▸ Given data
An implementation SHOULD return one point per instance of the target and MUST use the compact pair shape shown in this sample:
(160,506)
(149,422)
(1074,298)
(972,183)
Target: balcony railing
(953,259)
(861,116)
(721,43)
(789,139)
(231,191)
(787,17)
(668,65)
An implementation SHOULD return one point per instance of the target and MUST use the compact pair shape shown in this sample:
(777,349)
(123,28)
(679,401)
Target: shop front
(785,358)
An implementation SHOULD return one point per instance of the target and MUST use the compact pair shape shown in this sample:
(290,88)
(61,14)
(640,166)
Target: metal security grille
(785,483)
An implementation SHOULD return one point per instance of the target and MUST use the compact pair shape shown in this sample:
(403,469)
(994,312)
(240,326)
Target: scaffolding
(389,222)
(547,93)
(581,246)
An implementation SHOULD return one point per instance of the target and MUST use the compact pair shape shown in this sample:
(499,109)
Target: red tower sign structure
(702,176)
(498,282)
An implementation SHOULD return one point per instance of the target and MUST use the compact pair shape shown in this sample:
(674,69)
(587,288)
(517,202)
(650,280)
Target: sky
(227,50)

▸ About this exercise
Everything from the line that contains "Target: red tower sign structure" to the last line of the records, restated word for word, is the required output.

▸ Solution to this problem
Target: red tower sign structure
(702,176)
(498,282)
An implementation SHOULD return one point per instance of the target and MUST use the compact pair shape shown in this sample:
(674,69)
(587,288)
(517,202)
(650,280)
Target: sky
(227,50)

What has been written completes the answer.